(Point localization data)
------------------------------
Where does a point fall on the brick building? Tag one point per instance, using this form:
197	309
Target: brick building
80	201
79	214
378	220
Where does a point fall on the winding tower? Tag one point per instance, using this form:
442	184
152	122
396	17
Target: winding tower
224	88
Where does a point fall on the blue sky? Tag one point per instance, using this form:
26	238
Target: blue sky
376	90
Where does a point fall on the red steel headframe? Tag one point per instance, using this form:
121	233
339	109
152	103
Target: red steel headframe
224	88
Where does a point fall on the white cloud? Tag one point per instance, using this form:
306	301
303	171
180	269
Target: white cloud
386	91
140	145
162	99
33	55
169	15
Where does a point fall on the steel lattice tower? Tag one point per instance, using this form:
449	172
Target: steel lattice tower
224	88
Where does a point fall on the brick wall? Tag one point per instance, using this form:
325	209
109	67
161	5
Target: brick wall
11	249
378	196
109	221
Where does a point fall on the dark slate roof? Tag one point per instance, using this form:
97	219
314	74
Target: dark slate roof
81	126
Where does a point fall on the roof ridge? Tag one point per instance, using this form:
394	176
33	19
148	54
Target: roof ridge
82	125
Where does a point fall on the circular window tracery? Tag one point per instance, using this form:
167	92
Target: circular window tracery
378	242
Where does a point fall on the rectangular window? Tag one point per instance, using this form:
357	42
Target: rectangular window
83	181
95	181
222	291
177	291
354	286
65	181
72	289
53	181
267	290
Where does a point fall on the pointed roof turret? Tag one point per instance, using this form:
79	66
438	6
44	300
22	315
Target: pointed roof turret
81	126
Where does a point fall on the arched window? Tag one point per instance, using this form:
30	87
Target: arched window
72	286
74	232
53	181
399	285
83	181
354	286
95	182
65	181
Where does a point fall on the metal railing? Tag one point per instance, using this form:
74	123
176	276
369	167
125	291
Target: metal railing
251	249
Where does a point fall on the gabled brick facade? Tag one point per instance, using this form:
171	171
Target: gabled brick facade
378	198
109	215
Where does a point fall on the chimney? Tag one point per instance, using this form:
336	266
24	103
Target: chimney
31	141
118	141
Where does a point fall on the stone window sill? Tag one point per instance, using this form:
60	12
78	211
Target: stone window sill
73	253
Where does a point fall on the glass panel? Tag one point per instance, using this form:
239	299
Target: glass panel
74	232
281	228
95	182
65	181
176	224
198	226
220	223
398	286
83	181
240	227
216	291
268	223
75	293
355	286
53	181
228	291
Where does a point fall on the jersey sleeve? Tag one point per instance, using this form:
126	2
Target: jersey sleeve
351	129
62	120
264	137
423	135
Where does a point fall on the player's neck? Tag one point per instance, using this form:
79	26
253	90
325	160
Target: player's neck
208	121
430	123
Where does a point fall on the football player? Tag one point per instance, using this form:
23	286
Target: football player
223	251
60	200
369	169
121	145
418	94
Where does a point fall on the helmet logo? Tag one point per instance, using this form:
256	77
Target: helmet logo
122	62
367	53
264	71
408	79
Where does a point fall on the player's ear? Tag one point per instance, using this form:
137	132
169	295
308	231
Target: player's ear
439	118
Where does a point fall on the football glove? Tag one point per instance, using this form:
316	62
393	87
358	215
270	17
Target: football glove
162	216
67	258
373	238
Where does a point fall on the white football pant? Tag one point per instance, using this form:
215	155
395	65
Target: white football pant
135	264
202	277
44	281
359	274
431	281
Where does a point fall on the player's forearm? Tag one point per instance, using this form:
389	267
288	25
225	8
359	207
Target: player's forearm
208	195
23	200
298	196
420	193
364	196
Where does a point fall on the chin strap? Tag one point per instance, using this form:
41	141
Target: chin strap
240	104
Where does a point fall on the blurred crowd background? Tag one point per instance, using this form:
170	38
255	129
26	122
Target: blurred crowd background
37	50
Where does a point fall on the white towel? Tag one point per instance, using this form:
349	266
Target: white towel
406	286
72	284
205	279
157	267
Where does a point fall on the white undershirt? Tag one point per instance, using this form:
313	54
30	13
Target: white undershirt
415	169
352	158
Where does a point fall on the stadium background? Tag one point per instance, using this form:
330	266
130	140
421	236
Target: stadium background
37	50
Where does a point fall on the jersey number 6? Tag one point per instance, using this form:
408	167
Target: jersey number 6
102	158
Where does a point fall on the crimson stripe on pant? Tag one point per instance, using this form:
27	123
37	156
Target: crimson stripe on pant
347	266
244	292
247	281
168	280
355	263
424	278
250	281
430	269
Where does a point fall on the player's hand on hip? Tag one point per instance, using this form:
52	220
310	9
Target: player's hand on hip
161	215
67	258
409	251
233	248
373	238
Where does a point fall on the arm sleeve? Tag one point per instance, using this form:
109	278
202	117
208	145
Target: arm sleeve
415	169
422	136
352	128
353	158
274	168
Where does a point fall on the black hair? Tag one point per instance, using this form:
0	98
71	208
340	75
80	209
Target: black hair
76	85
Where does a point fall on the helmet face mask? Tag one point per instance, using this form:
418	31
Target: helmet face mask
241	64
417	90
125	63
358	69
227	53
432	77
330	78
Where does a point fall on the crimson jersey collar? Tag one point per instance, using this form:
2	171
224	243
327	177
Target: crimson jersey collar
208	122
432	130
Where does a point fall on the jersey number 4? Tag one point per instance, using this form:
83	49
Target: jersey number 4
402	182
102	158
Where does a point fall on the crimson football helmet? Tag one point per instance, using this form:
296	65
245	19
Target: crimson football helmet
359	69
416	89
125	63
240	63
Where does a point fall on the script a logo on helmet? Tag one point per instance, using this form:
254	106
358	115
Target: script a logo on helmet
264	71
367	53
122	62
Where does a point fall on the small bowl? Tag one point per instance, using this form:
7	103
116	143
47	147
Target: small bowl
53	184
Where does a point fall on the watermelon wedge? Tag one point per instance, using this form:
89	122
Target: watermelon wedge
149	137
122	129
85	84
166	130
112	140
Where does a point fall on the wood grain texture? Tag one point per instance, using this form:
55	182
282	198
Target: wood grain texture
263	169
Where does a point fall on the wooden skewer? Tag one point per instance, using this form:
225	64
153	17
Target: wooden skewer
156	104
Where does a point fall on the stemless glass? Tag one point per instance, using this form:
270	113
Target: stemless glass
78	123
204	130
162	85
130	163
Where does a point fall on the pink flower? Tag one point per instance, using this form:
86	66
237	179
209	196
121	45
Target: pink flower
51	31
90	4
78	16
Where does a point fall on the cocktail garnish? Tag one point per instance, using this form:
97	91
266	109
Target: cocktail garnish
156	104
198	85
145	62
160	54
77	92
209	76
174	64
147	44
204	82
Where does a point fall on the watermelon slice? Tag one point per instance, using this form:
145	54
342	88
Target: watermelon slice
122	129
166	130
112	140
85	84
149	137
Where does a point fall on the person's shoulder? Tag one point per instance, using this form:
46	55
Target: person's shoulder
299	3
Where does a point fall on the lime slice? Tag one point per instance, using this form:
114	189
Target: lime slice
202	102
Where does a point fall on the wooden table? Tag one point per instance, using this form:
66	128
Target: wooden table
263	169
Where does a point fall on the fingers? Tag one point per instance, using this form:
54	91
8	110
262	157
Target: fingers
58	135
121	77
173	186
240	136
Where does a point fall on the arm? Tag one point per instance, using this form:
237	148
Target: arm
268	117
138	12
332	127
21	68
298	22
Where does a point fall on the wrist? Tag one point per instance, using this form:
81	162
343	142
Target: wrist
------------------------------
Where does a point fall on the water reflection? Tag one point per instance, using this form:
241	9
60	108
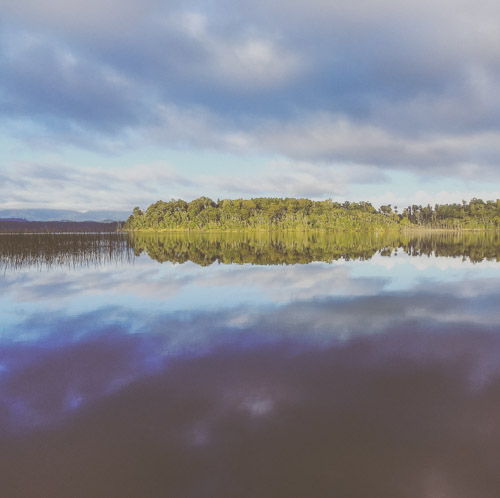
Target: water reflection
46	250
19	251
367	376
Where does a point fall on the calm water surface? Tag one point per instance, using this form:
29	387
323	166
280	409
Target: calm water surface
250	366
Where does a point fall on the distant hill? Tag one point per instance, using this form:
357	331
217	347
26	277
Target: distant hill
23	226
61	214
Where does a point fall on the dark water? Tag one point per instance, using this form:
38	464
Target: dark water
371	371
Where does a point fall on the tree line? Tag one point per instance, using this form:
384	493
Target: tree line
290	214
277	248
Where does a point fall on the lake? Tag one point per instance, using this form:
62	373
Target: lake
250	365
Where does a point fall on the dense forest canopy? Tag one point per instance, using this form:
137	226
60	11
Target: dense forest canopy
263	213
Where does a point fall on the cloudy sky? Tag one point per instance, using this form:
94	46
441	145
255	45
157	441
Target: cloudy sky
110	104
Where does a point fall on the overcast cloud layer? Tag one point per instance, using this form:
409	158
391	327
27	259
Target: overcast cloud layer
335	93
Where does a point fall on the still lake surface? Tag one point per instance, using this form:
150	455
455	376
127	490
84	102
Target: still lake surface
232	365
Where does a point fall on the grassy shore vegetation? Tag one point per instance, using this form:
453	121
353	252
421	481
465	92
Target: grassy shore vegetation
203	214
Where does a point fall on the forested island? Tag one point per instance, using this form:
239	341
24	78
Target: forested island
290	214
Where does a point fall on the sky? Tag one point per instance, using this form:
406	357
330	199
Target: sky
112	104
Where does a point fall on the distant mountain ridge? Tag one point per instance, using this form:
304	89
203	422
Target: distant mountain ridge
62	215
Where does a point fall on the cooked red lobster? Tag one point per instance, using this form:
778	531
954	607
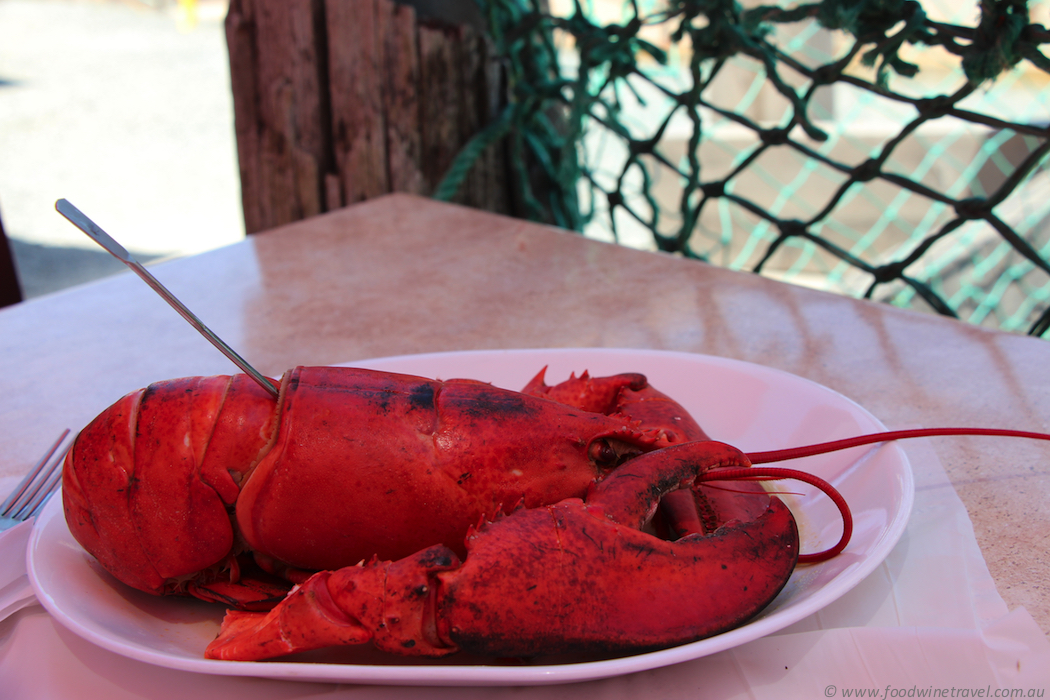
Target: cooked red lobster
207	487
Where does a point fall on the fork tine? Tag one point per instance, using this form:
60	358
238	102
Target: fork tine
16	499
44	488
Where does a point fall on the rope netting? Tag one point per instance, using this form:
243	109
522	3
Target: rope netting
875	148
------------------------------
**WHAT TO WORK ON**. List every line in the records above that contains the word "wrist".

**ANSWER FOR THE TASK**.
Where does a point fall on the wrist? Tag one point per instance, using this form:
Target: wrist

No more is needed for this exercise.